▸ Records:
§
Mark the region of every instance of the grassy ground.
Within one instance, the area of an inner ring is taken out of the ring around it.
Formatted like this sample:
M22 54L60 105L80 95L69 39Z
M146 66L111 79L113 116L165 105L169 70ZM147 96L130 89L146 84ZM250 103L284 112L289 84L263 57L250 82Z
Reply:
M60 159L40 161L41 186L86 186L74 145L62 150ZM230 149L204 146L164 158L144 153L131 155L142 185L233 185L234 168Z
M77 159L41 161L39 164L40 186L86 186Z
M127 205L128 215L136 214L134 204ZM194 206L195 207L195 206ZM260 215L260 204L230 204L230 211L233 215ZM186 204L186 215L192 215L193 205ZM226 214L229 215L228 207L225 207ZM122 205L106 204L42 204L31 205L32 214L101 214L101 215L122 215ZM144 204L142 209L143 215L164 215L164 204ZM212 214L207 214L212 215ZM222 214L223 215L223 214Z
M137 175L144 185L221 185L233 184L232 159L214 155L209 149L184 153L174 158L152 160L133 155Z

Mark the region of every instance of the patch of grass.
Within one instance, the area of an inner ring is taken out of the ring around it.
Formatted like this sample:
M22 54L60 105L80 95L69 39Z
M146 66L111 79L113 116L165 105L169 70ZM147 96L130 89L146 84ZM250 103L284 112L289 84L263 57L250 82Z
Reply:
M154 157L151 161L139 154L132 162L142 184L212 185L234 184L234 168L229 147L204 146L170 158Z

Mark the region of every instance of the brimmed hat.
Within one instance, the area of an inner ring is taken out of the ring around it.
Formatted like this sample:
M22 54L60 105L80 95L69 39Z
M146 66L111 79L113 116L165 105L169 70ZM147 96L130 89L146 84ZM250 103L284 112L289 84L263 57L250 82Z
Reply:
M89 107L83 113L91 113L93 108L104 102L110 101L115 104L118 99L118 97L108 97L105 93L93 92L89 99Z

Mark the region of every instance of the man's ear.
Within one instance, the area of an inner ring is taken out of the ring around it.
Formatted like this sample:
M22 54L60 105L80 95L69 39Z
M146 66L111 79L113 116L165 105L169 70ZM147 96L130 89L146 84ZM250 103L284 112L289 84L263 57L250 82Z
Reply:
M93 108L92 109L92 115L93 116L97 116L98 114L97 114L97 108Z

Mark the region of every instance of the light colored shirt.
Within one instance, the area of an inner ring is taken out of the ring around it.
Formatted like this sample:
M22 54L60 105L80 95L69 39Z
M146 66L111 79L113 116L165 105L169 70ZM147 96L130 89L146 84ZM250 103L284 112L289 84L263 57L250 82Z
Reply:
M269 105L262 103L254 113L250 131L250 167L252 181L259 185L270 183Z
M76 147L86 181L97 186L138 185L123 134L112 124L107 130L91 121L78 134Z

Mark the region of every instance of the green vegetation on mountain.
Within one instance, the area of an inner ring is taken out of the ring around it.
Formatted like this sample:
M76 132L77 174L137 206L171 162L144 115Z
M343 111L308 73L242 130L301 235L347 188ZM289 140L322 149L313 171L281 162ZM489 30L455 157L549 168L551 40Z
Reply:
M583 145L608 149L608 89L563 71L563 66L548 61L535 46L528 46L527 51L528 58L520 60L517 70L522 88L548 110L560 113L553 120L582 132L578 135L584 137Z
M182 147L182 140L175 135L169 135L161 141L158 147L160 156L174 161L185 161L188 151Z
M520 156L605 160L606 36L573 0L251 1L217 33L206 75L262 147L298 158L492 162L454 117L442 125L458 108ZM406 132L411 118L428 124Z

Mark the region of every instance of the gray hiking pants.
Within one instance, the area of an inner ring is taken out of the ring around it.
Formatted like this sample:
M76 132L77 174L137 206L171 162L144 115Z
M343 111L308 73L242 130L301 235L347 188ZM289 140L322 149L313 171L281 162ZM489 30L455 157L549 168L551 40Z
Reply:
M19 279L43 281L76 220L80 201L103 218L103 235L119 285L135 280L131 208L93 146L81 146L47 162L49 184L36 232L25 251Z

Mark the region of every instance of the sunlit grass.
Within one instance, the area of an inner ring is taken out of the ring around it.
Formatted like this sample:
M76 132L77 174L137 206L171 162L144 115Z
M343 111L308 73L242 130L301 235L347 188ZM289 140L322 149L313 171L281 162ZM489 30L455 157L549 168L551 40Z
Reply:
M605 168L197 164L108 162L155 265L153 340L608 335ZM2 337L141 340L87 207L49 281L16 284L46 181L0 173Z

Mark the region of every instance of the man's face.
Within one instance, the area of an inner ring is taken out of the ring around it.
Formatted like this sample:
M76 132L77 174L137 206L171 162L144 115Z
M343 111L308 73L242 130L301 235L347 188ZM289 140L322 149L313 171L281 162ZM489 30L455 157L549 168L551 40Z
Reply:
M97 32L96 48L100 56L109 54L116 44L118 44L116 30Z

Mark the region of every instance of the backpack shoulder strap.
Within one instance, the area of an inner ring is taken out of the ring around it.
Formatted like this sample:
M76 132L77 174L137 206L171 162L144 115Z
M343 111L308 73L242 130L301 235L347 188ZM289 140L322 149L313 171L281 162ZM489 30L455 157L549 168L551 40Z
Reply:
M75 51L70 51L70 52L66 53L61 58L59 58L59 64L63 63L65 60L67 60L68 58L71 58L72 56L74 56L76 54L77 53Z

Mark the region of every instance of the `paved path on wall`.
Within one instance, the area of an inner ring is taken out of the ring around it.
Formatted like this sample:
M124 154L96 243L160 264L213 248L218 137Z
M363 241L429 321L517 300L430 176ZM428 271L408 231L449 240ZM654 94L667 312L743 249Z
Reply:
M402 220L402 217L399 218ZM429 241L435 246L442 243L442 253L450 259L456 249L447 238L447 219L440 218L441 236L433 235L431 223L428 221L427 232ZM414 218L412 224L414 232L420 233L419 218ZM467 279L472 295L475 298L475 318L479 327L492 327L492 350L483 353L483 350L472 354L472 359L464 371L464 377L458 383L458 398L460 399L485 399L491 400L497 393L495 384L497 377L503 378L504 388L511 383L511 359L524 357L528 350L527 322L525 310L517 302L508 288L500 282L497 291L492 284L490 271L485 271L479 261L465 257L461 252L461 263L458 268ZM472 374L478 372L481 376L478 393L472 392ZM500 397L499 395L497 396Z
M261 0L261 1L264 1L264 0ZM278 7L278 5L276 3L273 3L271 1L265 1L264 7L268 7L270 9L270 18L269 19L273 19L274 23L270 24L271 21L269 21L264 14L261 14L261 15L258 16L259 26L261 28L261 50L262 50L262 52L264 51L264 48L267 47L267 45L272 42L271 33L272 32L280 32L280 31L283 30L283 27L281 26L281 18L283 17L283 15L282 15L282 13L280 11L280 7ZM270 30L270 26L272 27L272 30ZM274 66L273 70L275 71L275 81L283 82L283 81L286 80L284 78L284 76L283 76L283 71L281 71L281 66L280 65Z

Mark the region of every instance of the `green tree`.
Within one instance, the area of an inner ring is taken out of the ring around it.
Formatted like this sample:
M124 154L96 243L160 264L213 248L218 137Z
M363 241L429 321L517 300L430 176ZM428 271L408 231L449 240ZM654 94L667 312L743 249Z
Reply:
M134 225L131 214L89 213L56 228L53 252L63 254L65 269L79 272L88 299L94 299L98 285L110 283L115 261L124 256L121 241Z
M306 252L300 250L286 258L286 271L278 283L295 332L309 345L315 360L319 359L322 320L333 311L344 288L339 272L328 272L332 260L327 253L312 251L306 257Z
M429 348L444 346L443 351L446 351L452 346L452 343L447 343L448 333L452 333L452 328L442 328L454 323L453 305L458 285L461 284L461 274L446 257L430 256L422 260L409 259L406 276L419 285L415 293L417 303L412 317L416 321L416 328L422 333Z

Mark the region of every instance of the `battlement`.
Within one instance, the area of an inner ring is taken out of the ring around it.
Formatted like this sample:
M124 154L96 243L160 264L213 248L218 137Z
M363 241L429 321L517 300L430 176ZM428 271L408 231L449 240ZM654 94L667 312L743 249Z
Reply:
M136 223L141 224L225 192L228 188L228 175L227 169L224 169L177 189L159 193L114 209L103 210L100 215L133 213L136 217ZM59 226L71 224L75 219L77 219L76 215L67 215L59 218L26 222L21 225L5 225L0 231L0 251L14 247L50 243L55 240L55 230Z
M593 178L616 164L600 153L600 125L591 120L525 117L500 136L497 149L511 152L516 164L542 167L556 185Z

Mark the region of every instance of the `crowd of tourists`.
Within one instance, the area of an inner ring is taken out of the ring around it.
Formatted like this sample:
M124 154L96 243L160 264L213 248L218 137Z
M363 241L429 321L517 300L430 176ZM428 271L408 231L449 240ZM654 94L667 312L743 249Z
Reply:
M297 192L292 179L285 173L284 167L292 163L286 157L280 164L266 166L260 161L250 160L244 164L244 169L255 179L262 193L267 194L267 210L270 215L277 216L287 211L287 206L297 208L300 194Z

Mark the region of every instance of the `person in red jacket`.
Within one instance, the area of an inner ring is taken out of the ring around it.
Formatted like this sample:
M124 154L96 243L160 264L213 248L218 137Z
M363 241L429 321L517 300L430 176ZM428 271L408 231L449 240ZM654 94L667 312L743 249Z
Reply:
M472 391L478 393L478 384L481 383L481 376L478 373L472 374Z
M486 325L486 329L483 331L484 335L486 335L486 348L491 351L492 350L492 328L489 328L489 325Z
§
▸ Task:
Show every line from the entries above in which the word "green" appears.

▸ Your response:
Mark the region of every instance of the green vegetation on mountain.
Mark the region of every instance of the `green tree`.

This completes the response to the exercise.